[[ DATA SUPPLIED open ]]
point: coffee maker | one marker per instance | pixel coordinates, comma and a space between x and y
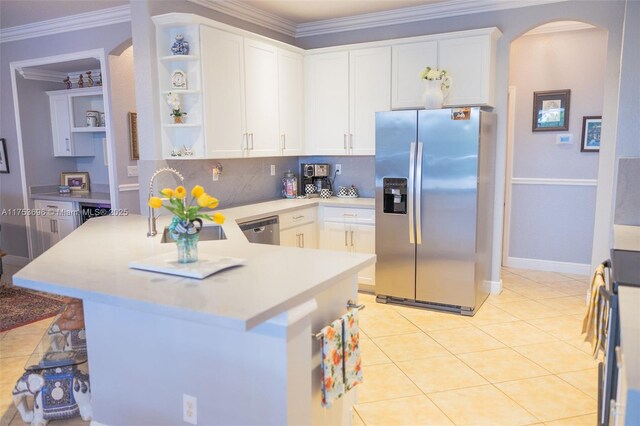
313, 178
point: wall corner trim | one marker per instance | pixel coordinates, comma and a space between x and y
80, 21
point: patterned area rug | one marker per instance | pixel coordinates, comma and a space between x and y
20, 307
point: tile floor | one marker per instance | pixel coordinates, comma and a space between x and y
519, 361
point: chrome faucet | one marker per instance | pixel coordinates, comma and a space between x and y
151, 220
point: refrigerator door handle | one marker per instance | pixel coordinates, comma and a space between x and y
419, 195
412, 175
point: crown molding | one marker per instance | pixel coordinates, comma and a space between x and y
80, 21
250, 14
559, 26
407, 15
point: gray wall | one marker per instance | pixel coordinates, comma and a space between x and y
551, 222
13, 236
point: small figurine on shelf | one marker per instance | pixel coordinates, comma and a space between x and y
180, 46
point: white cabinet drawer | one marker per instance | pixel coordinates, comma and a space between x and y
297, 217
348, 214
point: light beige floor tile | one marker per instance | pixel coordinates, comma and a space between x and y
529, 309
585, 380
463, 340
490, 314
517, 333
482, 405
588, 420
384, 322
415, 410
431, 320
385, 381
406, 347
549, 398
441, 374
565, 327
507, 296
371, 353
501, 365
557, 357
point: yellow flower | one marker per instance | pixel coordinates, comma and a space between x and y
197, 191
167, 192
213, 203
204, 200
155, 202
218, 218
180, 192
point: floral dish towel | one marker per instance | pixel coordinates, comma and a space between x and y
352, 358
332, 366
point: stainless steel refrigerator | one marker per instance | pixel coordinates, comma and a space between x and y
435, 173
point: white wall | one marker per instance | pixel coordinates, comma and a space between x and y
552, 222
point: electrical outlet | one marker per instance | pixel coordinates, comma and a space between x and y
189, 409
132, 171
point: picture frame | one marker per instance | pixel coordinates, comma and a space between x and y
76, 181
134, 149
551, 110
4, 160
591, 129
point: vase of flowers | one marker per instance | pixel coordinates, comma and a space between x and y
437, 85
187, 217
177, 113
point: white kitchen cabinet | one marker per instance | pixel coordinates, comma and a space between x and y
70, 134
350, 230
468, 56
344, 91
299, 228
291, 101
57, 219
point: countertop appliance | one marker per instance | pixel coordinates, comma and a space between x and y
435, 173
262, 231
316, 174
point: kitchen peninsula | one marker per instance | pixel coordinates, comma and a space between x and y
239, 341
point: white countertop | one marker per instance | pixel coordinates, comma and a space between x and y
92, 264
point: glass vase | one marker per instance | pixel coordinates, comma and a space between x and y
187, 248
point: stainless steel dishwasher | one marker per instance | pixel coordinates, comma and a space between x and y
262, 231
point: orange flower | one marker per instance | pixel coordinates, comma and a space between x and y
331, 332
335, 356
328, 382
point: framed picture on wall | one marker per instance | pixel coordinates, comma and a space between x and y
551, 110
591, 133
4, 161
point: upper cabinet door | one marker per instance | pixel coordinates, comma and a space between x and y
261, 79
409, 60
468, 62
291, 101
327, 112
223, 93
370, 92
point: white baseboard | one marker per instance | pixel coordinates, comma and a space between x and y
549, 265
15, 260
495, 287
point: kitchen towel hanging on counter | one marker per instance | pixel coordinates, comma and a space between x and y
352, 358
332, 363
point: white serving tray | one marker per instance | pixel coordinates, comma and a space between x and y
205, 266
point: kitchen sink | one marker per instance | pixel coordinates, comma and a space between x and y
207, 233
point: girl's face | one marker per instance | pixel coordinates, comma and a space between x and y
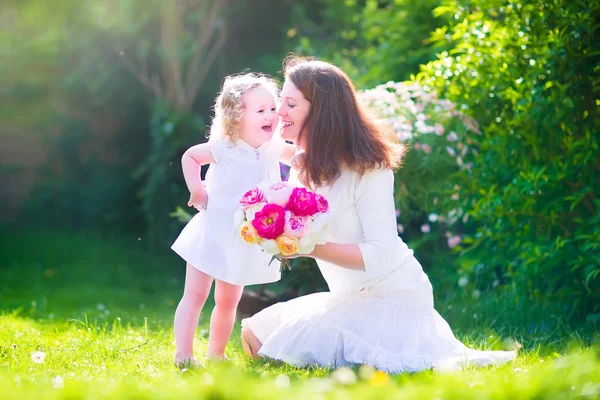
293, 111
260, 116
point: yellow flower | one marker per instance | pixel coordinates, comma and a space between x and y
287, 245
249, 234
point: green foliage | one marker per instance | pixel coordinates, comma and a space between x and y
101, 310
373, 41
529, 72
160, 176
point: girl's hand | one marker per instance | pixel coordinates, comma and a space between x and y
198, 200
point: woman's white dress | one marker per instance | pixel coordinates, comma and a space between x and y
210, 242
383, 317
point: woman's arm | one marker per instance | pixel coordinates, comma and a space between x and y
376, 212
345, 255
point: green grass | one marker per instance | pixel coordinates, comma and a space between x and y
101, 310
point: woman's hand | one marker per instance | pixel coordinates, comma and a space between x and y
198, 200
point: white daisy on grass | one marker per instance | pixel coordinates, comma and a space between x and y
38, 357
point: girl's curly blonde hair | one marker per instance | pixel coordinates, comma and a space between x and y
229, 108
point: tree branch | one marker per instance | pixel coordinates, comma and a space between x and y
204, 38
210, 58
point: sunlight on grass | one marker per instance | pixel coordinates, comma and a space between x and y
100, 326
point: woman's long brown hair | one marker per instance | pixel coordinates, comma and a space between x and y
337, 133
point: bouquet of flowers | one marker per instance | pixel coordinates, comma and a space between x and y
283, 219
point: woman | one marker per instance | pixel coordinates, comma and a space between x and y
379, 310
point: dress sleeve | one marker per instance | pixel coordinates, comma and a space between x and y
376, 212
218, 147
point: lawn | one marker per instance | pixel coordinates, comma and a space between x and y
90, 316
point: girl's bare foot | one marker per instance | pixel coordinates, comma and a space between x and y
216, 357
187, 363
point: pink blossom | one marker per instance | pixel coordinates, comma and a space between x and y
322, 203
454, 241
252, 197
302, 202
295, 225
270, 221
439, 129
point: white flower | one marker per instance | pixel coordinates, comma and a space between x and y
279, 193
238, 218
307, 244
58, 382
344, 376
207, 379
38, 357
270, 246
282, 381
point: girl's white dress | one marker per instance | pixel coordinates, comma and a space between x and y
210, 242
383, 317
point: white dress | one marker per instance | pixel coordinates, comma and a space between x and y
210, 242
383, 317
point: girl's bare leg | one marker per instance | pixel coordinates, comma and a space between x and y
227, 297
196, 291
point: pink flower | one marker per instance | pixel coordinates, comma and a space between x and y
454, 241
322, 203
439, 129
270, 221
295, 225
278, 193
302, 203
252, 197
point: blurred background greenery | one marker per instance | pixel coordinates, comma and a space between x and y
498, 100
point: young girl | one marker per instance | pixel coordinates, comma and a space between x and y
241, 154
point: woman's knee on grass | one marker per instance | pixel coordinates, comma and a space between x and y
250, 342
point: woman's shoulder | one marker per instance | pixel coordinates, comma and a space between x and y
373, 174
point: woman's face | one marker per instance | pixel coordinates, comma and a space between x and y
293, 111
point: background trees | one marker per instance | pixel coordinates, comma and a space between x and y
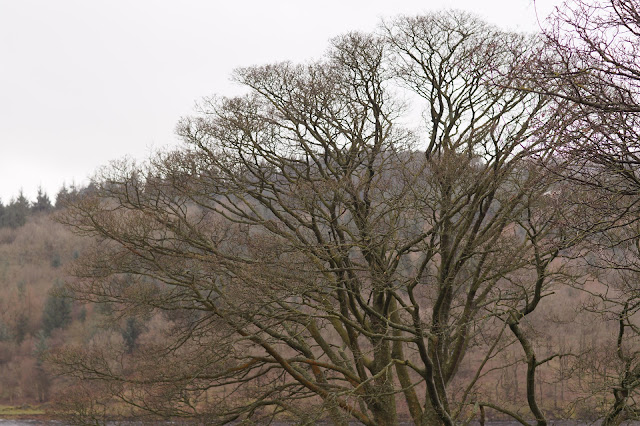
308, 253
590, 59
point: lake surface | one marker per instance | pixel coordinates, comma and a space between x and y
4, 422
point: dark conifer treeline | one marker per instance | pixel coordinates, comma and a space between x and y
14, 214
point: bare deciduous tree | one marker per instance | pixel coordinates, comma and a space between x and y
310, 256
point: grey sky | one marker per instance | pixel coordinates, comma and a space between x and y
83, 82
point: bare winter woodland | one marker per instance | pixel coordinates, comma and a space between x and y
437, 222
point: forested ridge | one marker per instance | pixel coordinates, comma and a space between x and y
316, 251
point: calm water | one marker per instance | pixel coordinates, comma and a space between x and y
[[ DATA SUPPLIED closed ]]
## TASK BRIEF
Write the listing out in full, exactly; no images.

## RESULT
point: coffee maker | one marker per instance | pixel coordinates, comma and a space between x and y
313, 178
point: wall corner trim | one marker per instance | pixel coordinates, comma and a space between x and y
80, 21
point: patterned area rug | one marker per instance | pixel coordinates, comma and a space between x and y
20, 307
point: tile floor | one marker per instance | pixel coordinates, comma and a space between x and y
519, 361
point: chrome faucet | one marker per instance | pixel coordinates, comma and a space between x and y
151, 220
point: refrigerator door handle | one marker per instance | pixel coordinates, comma and a space between x and y
419, 195
412, 175
point: crown molding | one marker per instance | pixel coordinates, comma and a space between x and y
80, 21
250, 14
559, 26
407, 15
point: gray wall | one marker per instance | pixel coordinates, comma and a space between x and y
551, 222
13, 236
point: small figurine on shelf | one marker per instance | pixel coordinates, comma and a space between x and y
180, 46
point: white cabinet drawer | one marker per instance | pixel coordinates, comma and a space between x and y
297, 217
348, 214
point: light beige floor tile | one marker per instance | pixel coordinates, comma and a space between x and y
529, 309
585, 380
463, 340
490, 314
517, 333
482, 405
588, 420
384, 322
415, 410
431, 320
385, 381
406, 347
549, 398
441, 374
565, 327
507, 296
371, 353
501, 365
557, 357
point: yellow flower | one marker per instance | pixel coordinates, comma and a space between x and y
197, 191
167, 192
213, 203
204, 200
155, 202
218, 218
180, 192
point: floral dish towel | one marker per instance | pixel coordinates, comma and a space between x and y
352, 358
332, 366
point: stainless steel refrigerator | one marker per instance | pixel coordinates, comma and a space between x and y
435, 173
point: white wall | one marker per instance | pixel coordinates, comma and a space between x and y
552, 222
point: electrical outlet | one marker per instance | pixel coordinates, comma and a space between x and y
189, 409
132, 171
point: picture frame | one marker per instance | pixel coordinates, comma and a space between x and y
76, 181
134, 149
551, 110
4, 160
591, 129
point: vase of flowers | one marker per instance | pixel coordinates, comma and a space between x and y
437, 85
187, 217
177, 113
point: white kitchen cabinet | one marker per instance | pixel coordinates, comma and a space between x and y
70, 134
350, 230
468, 56
344, 91
299, 228
291, 101
57, 219
point: countertop appliance | one marker per instance | pixel coordinates, comma and a space between x and y
435, 173
262, 231
316, 174
point: kitchen peninsula | one marker per instance | pixel coordinates, comma and a space between x and y
239, 341
point: white countertop | one marker per instance | pixel coordinates, comma and a space between x and y
92, 264
point: glass vase | one marker per instance | pixel coordinates, comma and a space between x and y
187, 248
point: stainless steel dishwasher | one marker per instance | pixel coordinates, comma and a space between x and y
262, 231
point: orange flower | one marker per instance | pixel coordinates, comma and a space between x and y
331, 332
335, 356
328, 382
point: framed picture on wall | one marker per instance | pixel coordinates, comma and a space between x and y
551, 110
591, 133
4, 161
point: upper cabinet door | one marker per instance | pixel coordinates, comma and a space between x and y
261, 79
409, 60
468, 62
291, 101
327, 112
223, 93
370, 92
point: white baseboard | one marker per instance | pixel coordinates, comma and a space between x and y
549, 265
15, 260
495, 287
point: kitchen towel hanging on counter | one marker per instance | pixel coordinates, comma and a space between x and y
352, 358
332, 363
point: white serving tray | one marker per instance | pixel coordinates, comma and a space between x and y
205, 266
point: kitchen sink | one marker per instance | pixel coordinates, comma and a space between x and y
207, 233
point: girl's face | one marker per instance | pixel coordinates, comma and a space between x and y
293, 111
260, 116
point: yellow flower | one marker per instance | pixel coordinates, comma and a space between x and y
287, 245
249, 234
point: green foliage | one marker per instance | pixel coordinates, comma and a space between x and y
101, 310
373, 41
529, 72
160, 176
point: girl's hand | one marker per instance | pixel coordinates, comma and a space between x and y
198, 200
point: woman's white dress | one marker per instance | pixel coordinates, comma and a space between x and y
210, 242
383, 317
point: woman's arm | one marker per instance | pixel coordinates, comma and a space between x and y
376, 212
345, 255
point: green grass | one marker per instance | pixel coordinates, comma and a space between x and y
101, 310
point: woman's hand | one marker per instance | pixel coordinates, comma and a space between x and y
198, 200
point: white daisy on grass | one marker per instance | pixel coordinates, comma and a space between x and y
38, 357
point: girl's curly blonde hair | one marker per instance | pixel coordinates, comma and a space between x and y
229, 108
point: tree branch | one marker per instance | pixel coordinates, comma and a space between x and y
204, 38
210, 58
point: sunlight on grass | one marker per instance | pixel coordinates, comma and a space between x and y
100, 326
point: woman's long brown hair | one marker per instance | pixel coordinates, comma and a space between x and y
337, 133
point: bouquet of flowers | one marker per instance | pixel coordinates, comma and a space between x and y
283, 219
point: woman | one marker per instance | pixel coordinates, comma and a space between x and y
379, 310
point: dress sleeve | one marker per instance | pixel coordinates, comma and a space between x and y
376, 212
218, 147
point: lawn | one marker per instance | pixel coordinates, comma and a space between x and y
90, 316
point: girl's bare foot | one marker per instance | pixel coordinates, comma and a space between x and y
216, 357
187, 363
point: pink blossom | one marker per instance | pixel coordinates, comma and a space between x and y
322, 203
454, 241
252, 197
302, 202
295, 225
270, 221
439, 129
point: white flower | one marker per instance | pixel coordinates, comma and a space between x and y
279, 193
238, 218
307, 244
58, 382
344, 376
207, 379
38, 357
270, 246
282, 381
point: girl's white dress | one marker per instance | pixel coordinates, comma and a space between x and y
210, 242
383, 317
point: white dress | one marker per instance | pixel coordinates, comma and a space between x and y
210, 242
383, 317
point: girl's bare leg | one marker per instance | pixel coordinates, comma and a space between x and y
227, 297
196, 291
point: pink flower | one marker per instance | pixel coordinates, comma and a space between x and y
454, 241
322, 203
439, 129
270, 221
295, 225
278, 193
302, 203
252, 197
point: blurred background greenery | one marker per instance | pixel coordinates, comma and a space between x and y
498, 100
point: young girl | one marker per instance | pixel coordinates, comma and a space between x and y
241, 154
point: woman's knee on grass | one marker per instance | pixel coordinates, comma and a space between x and y
250, 342
point: woman's shoulder | one marker per instance | pixel coordinates, comma and a space between x and y
373, 174
point: woman's face | one marker per instance | pixel coordinates, comma and a space between x and y
293, 111
point: background trees | one marker per instance | pixel coordinates, comma and a space between x and y
308, 253
590, 59
point: lake surface | one marker per instance | pixel coordinates, comma and a space between x and y
4, 422
point: dark conifer treeline | one marker per instance | pixel coordinates, comma and a space between x and y
14, 214
point: bare deciduous tree | one marker per instance | pixel coordinates, comma and a space between x and y
310, 256
point: grey sky | one marker per instance | pixel coordinates, comma and a space between x and y
83, 82
point: bare winter woodland | one marker per instance | pixel coordinates, comma and a space between x and y
437, 222
point: forested ridge | one marker per instance | pixel coordinates, comma and a space between x and y
316, 251
point: calm water | one marker per instance | pixel coordinates, comma and a space between x and y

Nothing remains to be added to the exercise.